GIVEN TASK:
Copy the rows below word for word, starting at the line that contains "Pick out each instance of the cloud" and ending after the line that contains "Query = penguin".

-- ENTRIES SHOWN start --

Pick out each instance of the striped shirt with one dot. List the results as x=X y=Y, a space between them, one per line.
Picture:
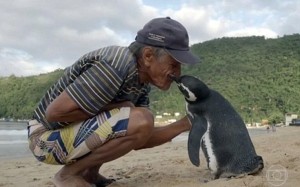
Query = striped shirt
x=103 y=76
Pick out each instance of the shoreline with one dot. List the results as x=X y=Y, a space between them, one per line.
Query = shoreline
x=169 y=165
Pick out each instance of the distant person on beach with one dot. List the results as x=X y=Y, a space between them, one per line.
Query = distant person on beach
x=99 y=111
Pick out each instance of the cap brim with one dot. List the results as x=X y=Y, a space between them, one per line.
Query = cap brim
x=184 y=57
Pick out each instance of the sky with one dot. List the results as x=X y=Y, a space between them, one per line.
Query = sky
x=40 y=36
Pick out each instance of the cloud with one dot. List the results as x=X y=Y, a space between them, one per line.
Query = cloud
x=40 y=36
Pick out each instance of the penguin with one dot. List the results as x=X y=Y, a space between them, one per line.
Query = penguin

-- ENTRIES SHOWN end --
-- ENTRIES SHOWN start --

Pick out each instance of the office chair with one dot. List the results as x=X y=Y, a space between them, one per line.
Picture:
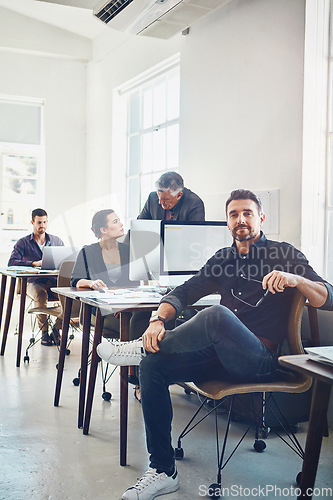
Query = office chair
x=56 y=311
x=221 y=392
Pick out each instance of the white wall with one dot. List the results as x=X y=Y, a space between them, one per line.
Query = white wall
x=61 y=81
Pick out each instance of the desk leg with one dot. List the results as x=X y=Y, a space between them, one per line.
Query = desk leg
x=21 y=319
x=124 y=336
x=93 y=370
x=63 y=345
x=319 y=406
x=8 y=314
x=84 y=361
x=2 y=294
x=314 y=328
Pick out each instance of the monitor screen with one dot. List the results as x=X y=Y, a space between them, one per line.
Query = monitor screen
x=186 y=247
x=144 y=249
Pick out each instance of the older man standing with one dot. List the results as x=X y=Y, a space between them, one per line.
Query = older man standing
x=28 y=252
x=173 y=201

-- ENTRIES SHOWN end --

TASK SOLUTION:
Pick out each instance of the cloud with one dot. List the results as x=X y=Y, a space between them, one per line.
Query = cloud
x=40 y=36
Pick out each instance of the penguin with one dot. List the results as x=X y=Y, a space between them, one per line.
Query = penguin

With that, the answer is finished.